======== GEGEVEN TEKST

Mevrouw Laan vroeg nog naar een aantal projecten. Ze noemde een paar heel inspirerende projecten. Dutch Windmill, de verticale steden, de wolkenkrabbers met tuinen. Ik zei net al dat sterke, leefbare en klimaatbestendige steden en regio's nu benoemd zijn tot prioriteit. Het gesprek daarover met de gemeenten en de provincies wordt gevoerd, evenals het gesprek over woningbouw. Ik wil niet meteen het niveau ingaan van concrete projecten. Als je kaderstellend bent, moet je dat eigenlijk niet doen, maar ik vind de voorbeelden die mevrouw Laan noemt inderdaad inspirerend. Ik ben blij dat dat soort dingen gebeuren en hoop dat daarin een afweging maken voor de gemeenten en provincies net zo inspirerend is als voor ons hier.

================
======== GEGEVEN INFORMATIE

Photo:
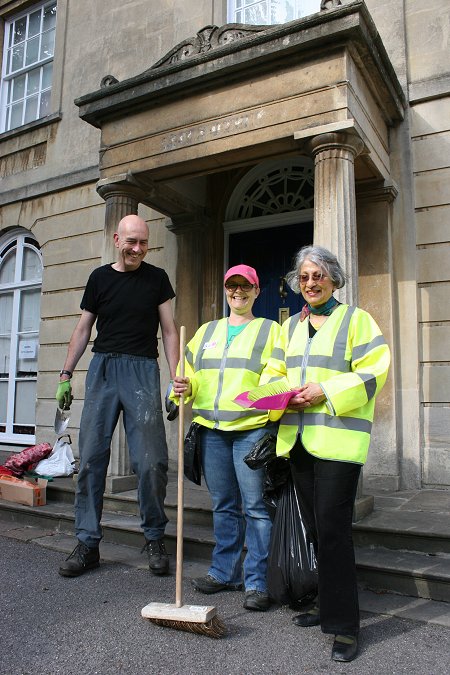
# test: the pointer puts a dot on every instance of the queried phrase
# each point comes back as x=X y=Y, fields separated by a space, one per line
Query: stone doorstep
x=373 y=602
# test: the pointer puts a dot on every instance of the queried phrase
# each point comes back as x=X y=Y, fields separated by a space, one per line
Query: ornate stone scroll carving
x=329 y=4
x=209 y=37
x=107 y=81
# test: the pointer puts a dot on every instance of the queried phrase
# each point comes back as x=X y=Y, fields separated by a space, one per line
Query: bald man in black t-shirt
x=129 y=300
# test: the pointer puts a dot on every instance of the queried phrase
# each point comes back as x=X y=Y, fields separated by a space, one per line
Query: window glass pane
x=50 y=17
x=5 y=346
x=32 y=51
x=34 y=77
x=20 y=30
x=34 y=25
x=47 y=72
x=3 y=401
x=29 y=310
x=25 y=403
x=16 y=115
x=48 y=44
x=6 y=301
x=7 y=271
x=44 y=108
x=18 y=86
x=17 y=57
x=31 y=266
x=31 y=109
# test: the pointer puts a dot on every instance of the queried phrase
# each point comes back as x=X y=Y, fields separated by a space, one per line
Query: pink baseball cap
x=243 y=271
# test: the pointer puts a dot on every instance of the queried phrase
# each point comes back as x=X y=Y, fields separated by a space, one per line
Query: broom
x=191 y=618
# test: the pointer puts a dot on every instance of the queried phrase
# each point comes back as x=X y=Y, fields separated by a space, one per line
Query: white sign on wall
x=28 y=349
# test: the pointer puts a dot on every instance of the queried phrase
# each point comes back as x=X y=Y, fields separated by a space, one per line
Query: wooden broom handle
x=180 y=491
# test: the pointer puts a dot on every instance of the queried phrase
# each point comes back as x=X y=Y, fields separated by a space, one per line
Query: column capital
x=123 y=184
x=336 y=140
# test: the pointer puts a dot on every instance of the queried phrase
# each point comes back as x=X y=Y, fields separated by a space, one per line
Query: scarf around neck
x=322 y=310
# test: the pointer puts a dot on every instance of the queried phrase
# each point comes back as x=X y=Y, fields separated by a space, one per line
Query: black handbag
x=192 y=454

================

▶ **DE OPDRACHT**:
Klopt elke bewering met de tekst? Antwoord per bewering met ja of nee, en citeer de woorden uit de tekst die de doorslag geven.
(a) Mevrouw Laan noemde de verticale steden als project.
(b) De spreker wil meteen op concrete projecten ingaan.
(c) Sterke, leefbare en klimaatbestendige steden en regio's zijn tot prioriteit benoemd.
Gebruik hiervoor alleen de tekst.

▶ **ANTWOORD**:
(a) Ja: "Dutch Windmill, de verticale steden, de wolkenkrabbers met tuinen."
(b) Nee: "Ik wil niet meteen het niveau ingaan van concrete projecten."
(c) Ja: "Ik zei net al dat sterke, leefbare en klimaatbestendige steden en regio's nu benoemd zijn tot prioriteit."